## MATERIAL TO PROCESS
#####

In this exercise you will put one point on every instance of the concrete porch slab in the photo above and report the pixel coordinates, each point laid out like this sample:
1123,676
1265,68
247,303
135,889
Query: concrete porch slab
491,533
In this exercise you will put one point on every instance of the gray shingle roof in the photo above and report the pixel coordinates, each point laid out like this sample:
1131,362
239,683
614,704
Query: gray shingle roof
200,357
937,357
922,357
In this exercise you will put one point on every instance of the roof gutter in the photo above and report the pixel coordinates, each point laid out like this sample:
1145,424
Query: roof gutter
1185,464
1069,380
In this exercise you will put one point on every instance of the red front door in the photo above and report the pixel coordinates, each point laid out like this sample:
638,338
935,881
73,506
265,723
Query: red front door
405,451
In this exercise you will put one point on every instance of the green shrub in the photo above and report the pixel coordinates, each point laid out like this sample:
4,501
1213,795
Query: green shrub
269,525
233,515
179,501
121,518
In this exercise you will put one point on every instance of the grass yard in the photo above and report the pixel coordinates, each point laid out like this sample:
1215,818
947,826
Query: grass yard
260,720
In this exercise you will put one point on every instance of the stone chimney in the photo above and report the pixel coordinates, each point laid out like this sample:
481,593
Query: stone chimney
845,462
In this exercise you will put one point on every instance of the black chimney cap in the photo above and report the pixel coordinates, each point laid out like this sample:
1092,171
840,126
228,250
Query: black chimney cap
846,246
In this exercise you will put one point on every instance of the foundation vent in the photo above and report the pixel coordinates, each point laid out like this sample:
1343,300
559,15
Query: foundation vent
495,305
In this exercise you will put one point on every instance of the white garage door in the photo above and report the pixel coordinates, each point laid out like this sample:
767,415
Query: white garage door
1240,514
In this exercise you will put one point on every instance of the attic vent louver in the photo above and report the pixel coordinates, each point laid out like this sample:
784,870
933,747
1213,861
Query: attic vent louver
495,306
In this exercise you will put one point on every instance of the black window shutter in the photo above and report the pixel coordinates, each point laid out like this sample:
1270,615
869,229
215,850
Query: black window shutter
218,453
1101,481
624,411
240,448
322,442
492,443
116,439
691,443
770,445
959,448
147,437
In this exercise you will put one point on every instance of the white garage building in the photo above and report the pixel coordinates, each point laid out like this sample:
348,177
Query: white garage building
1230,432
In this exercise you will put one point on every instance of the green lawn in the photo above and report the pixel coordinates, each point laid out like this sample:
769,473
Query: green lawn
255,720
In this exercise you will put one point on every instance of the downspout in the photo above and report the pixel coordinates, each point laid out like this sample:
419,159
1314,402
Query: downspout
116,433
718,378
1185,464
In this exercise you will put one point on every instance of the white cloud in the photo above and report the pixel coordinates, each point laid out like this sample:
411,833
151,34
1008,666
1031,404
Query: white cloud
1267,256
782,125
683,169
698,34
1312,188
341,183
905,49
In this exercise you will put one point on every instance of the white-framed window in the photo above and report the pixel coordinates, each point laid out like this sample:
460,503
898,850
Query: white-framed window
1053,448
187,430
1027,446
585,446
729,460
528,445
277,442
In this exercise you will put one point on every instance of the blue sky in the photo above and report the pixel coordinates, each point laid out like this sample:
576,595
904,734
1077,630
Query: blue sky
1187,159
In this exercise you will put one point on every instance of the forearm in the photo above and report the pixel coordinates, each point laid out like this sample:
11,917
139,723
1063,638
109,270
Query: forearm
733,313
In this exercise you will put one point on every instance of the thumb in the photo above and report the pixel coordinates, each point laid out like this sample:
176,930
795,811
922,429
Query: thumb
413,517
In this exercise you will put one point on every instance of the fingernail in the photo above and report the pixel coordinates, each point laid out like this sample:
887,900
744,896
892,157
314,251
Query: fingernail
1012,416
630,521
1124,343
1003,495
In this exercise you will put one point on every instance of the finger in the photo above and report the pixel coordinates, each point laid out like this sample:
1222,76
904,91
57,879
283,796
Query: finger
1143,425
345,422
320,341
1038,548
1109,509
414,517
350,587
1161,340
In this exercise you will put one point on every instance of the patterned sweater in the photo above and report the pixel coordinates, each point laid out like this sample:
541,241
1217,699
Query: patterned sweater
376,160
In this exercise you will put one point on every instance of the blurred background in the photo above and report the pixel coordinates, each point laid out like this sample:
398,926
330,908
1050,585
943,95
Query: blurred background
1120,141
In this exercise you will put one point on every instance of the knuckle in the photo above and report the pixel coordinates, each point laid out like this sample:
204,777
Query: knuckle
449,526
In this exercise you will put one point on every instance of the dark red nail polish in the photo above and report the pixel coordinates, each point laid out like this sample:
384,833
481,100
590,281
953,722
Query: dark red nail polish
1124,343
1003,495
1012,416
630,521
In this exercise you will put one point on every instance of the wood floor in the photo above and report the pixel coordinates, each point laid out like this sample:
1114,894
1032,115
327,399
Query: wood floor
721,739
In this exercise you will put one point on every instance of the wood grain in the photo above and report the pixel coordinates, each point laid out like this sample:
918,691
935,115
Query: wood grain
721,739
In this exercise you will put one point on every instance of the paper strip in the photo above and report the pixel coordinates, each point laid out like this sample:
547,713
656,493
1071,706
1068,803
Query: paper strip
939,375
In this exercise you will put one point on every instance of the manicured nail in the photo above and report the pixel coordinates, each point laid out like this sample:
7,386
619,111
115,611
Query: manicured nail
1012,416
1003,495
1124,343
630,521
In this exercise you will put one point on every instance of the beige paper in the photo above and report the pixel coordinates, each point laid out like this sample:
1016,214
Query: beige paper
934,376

#####

## WHAT THE TASK ASKS
Replace every "Query" in the lines above with "Target", and write out all the lines again with nothing else changed.

## FINAL RESULT
In this exercise you will put one point on every instance of the concrete porch slab in the photo above and report the pixel coordinates, each point laid out like this sample:
1123,676
1265,68
247,303
135,889
Target: concrete porch slab
491,533
In this exercise you will put one point on every instance of the gray shingle roof in the photo above and report the pixel coordinates, each point laid out like this sample:
1131,362
239,683
614,704
Target: gray shingle roof
200,357
937,357
922,357
In this exercise you will put one point on every instance of the roof gutter in the photo above and report the pixel coordinates, each point laid out like this sample:
1145,424
Target: roof gutter
1185,464
1069,380
In this exercise you will put one point on every instance of the red front door in the photo above and report the pixel coordinates, each point laid out like this sample:
638,338
935,881
73,506
265,723
Target: red front door
405,451
In this exercise you will put one point on every instance of the green shrub in the photo above and report the pixel coordinates, each point laid out like this sample:
4,501
1213,795
Target: green shrub
269,525
233,515
179,501
121,518
In this exercise you will put one point on every instance of the grass yard in the photo above and report the pixel coordinates, each point laid out like this sample:
1215,818
947,826
Target: grass yard
260,720
In this exercise you will put one point on every instance of the stone chimney in the photo above and report the pixel coordinates, each point laid out like this sample:
481,593
Target: stone chimney
845,462
In this exercise you will put one point on every instance of the black chimney cap in the photo above and report the pixel coordinates, each point laid out like this sample:
1092,171
840,126
228,250
Target: black chimney cap
846,246
In this exercise you will put one point on every instance of the foundation vent in the photo above and report the pixel coordinates, each point laid out like this sample:
1343,300
559,15
Target: foundation vent
495,305
In this exercise you will put one point on every instance of the white garage door in the photo above and report the pixel coordinates, each point laid out like this sample:
767,415
Target: white garage door
1240,514
In this exercise you will put one point on every instance of the attic vent louver in the photo above and report the pixel coordinates, each point laid out like this sample:
784,870
933,747
1213,861
Target: attic vent louver
495,306
In this exercise you will put one point on every instance of the black window shutter in the photo above and report the pixel coordinates, each point laid out like this sample:
1270,615
869,229
215,850
Target: black window shutter
218,453
1101,481
624,411
240,448
322,442
492,443
116,439
691,443
770,445
959,448
147,437
In this exercise you will put one point on every instance of the white garage building in the photo above and report the pixel coordinates, each point laid out like this sample:
348,177
Target: white garage building
1230,432
In this exercise you will put one point on every instance of the green lawn in the photo above and report the pixel coordinates, each point laid out like this sample:
769,473
Target: green lawn
255,720
In this exercise you will put one point on every instance of the downspout in the photo above and report the pixel coordinates, each point laid out like this sample:
419,159
1314,402
Target: downspout
116,433
718,378
1185,464
In this exercise you will put one point on every instance of the white cloud in the photo above and report the pixel coordinates, each point laid out like this sample:
411,833
151,34
1008,666
1031,404
Target: white cloud
1267,256
782,125
683,169
698,34
1312,188
341,183
905,49
In this exercise you will put one point on every instance of the white-framed window in the photo above and report the pixel coordinates, each point laid out like this sample:
460,503
898,850
Target: white-framed window
1053,448
187,430
1027,446
585,446
729,460
528,445
277,442
In this exercise you will put one point on every instance of the blue sky in the photo above and report the pixel coordinates, each point laid out like this sample:
576,595
904,734
1077,630
Target: blue sky
1187,159
In this exercise you will put one point on every instance of the forearm in the photo above and report the pixel coordinates, each point laid out like this sample:
11,917
139,723
1063,638
109,270
Target: forearm
733,313
In this exercise you will put one point on every instance of the thumb in the photo above and report the pixel coordinates, each point laid out like this sample:
176,930
795,811
922,429
Target: thumb
413,517
In this exercise you will put one point on every instance of the fingernail in the photo above and report the pixel coordinates, each point laid out like this sample:
887,900
744,896
892,157
314,251
Target: fingernail
1012,416
630,521
1124,343
1003,495
In this exercise you will put one point on every instance of the finger in the photo above and report the pixel coordinates, each point laid out like this sample:
1222,76
904,91
57,879
283,796
Target: finger
1143,425
345,422
320,341
1038,548
1109,509
414,517
350,587
1161,340
In this exercise you will put one point on every instance of the patterned sweater in the photo above and report the pixel coordinates, each point laid out like this sample:
541,241
1217,699
Target: patterned sweater
376,160
In this exercise you will put one point on every instance of the blurred background in the photo above and report the pixel coordinates, each point laid out like this sample:
398,926
330,908
1050,585
943,95
Target: blurred background
1120,141
In this exercise you will put one point on every instance of the knuckle in the photo above and report the pixel coordinates, each point laid out like this sample:
204,777
Target: knuckle
449,526
In this exercise you will put one point on every instance of the dark red nail polish in the photo above and report the pixel coordinates, each point laid out like this sample:
384,833
481,100
590,281
953,722
Target: dark red nail polish
1124,343
1003,495
1012,416
630,521
In this exercise you will put one point on every instance of the wood floor in the photo above and report the pixel coordinates, each point laid out like this sample:
1114,894
1032,115
327,399
Target: wood floor
721,739
In this exercise you will put one point on every instance of the wood grain in the photo above and report the pixel coordinates, each point laid out like this sample:
918,691
935,115
Target: wood grain
721,739
In this exercise you will put one point on every instance of the paper strip in the photo above and report the pixel coordinates, each point laid out like this sample:
547,713
656,493
1071,706
1068,803
Target: paper strip
939,375
In this exercise you will put one point on every instance of the manicured nail in the photo above and report the pixel coordinates, each point laid out like this sample:
7,386
619,111
115,611
Target: manicured nail
1012,416
1003,495
1124,343
630,521
In this exercise you will put one point on every instance of the beige paper in the photo above and report the pixel coordinates, each point laid out like this sample:
1016,214
Target: beige paper
934,376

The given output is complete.